● **Opdracht 1**: Waarom eiste Duwo volgens de samenvatting in de uitspraak over de campuswoning dat de huurovereenkomst werd beëindigd, hoewel die voor onbepaalde tijd was aangegaan? Antwoord in één tot drie zinnen.
● **Opdracht 2**: Pak de uitspraak over de campuswoning op na de laatste zin en schrijf alsjeblieft verder in dezelfde stijl.
··· Fragment
ECLI:NL:RBAMS:2014:8624

Rechtbank Amsterdam

Datum uitspraak
15 december 2014
Publicatiedatum
18 december 2014
Zaaknummer
CV 14-20514
Instantie
Rechtbank Amsterdam
Type
Uitspraak
Rechtsgebied
Civiel recht
Procedures
  • Eerste aanleg - enkelvoudig
Rechters
Vindplaatsen
  • Rechtspraak.nl
AI samenvatting door LexboostAutomatisch gegenereerd

Beëindiging huurovereenkomst campuswoning door verhuurder wegens dringend eigen gebruik

In deze zaak vorderde Stichting Duwo, een instelling die zich richt op de huisvesting van studenten, de beëindiging van de huurovereenkomst met een gedaagde die niet langer als student ingeschreven stond. De huurovereenkomst was aangegaan voor onbepaalde tijd, maar Duwo stelde dat de woning dringend nodig was voor verhuur aan studenten. De kantonrechter oordeelde dat de woning als campuswoning moest worden aangemerkt, en dat Duwo het gehuurde ter beschikking moest krijgen voor verhuur aan studenten. De gedaagde had eerder ingestemd met de beëindiging van de huurovereenkomst, maar trok deze instemming later in. De rechter oordeelde dat de gedaagde niet meer tot de doelgroep van studenten behoorde en dat Duwo niet kon worden verplicht de huurovereenkomst voort te zetten. De kantonrechter bepaalde dat de huurovereenkomst per 1 mei 2015 eindigde en dat de gedaagde de woning moest ontruimen. Tevens werd de gedaagde veroordeeld in de proceskosten, terwijl Duwo werd veroordeeld tot betaling van verhuis- en herinrichtingskosten aan de gedaagde.

Uitspraak

RECHTBANK AMSTERDAM
AFDELING PRIVAATRECHT TEAMS KANTON
Kenmerk : CV 14-20514
Datum : 15 december 2014
94
Vonnis van de kantonrechter te Amsterdam in de zaak van:

STICHTING DUWO

statutair gevestigd te Delft en mede kantoorhoudende te Amstelveen
eiseres in conventie
verweerder in (voorwaardelijke) reconventie
verder te noemen Duwo
gemachtigde: mr. T.A. Nieuwenhuijsen
t e g e n:

[naam gedaagde]

wonende te [woonplaats]
gedaagde in conventie
eiser in (voorwaardelijke) reconventie
verder te noemen [gedaagde]
procederende in persoon

VERLOOP VAN DE PROCEDURE

De volgende processtukken zijn ingediend:
  • de dagvaarding van 8 juli 2014 inhoudende de vordering van Duwo met bewijsstukken
  • het antwoord met (voorwaardelijke) tegeneis van [gedaagde]
Vervolgens is bij tussenvonnis van 11 augustus 2014 een comparitie van partijen gelast. Deze is op 30 september 2014 gehouden. Verschenen zijn [naam 1] namens Duwo, bijgestaan door haar gemachtigde en [gedaagde] in persoon. De griffier heeft van het verhandelde aantekeningen gemaakt.
······
··· Aangeleverde records
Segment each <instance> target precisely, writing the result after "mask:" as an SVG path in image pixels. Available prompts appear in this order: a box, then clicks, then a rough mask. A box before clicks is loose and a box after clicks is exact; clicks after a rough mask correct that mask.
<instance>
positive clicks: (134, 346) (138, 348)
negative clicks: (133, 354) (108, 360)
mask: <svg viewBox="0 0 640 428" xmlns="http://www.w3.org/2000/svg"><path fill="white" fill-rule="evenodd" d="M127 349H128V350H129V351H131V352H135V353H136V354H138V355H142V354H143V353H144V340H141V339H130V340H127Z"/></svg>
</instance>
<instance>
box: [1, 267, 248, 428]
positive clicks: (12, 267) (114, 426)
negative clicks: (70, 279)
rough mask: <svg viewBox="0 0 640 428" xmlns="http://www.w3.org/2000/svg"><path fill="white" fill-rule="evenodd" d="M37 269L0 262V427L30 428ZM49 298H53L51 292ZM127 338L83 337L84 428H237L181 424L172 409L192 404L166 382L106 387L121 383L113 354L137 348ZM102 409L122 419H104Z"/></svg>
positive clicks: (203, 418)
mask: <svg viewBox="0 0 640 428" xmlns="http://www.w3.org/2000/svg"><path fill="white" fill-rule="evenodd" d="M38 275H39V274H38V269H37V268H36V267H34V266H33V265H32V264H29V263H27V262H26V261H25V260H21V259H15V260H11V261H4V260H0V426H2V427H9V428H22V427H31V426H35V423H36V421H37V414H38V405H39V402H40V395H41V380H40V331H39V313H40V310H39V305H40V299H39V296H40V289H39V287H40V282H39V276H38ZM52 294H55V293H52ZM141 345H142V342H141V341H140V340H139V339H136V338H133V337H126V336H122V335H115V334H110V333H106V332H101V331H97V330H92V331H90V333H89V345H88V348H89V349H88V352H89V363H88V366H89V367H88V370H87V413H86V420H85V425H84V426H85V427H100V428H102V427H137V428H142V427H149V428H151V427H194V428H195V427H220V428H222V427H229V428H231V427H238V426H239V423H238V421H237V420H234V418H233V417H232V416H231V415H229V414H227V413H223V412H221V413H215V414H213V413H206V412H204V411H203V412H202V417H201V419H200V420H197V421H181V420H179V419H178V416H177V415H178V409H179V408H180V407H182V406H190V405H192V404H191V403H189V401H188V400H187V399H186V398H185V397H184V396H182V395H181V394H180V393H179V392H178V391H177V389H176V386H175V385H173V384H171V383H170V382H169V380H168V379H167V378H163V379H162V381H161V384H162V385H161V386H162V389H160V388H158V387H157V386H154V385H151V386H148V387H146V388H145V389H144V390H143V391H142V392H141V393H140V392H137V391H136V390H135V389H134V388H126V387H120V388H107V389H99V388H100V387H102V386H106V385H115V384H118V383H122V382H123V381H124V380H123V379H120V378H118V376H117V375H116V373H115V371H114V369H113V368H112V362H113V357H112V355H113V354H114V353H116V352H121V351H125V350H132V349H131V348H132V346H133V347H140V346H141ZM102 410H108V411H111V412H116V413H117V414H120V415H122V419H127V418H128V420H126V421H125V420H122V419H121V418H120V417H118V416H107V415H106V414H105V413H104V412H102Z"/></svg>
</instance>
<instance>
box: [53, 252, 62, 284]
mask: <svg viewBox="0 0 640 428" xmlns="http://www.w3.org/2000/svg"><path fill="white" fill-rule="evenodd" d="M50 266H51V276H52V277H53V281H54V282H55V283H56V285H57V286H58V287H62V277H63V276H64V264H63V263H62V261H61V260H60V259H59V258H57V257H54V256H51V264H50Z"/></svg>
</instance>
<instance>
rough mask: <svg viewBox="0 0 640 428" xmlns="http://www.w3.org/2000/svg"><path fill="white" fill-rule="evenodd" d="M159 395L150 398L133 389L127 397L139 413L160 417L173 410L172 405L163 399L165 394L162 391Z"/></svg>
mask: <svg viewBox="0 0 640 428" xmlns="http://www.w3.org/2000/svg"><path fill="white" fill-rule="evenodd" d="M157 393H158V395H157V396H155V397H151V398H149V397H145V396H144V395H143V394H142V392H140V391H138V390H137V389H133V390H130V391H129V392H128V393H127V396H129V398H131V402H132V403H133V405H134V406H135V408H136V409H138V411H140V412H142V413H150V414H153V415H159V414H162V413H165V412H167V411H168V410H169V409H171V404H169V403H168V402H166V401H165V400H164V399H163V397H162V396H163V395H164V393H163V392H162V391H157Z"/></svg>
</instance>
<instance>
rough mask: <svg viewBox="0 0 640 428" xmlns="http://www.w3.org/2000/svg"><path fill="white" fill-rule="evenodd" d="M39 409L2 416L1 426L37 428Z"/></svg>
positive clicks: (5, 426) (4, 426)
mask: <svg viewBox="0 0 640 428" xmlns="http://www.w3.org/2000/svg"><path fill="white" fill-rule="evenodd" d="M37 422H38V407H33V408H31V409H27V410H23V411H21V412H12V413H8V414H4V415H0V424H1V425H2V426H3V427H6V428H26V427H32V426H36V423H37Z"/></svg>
······
● **Antwoordvak 1**: Duwo, een instelling voor studentenhuisvesting, stelde dat de woning dringend nodig was om aan studenten te verhuren. De huurder stond niet langer als student ingeschreven.

● **Antwoordvak 2**:
De zaak is vervolgens aangehouden teneinde partijen in de gelegenheid te stellen een minnelijke regeling te treffen.
Duwo heeft nadien bij akte meegedeeld dat er geen minnelijke regeling tot stand is gekomen.
Daarna is vonnis bepaald.

GRONDEN VAN DE BESLISSING

In conventie en in (voorwaardelijke) reconventie

Feiten

1. Als gesteld en onvoldoende weersproken staat vast:
1.1.
Duwo is een instelling die zich in het bijzonder toelegt op de huisvesting van studenten. Een deel van de woonruimte van Duwo in Amstelveen staat bekend onder de naam [(...)].
1.2.
[gedaagde] huurt sedert 1 mei 1985 van Duwo twee kamers in het complex [adres] te [plaats] met medegebruik van de gemeenschappelijke keuken, wc en douche. [gedaagde] stond bij aanvang van de huurovereenkomst als student ingeschreven. De huurovereenkomst is aangegaan voor onbepaalde tijd.
1.3.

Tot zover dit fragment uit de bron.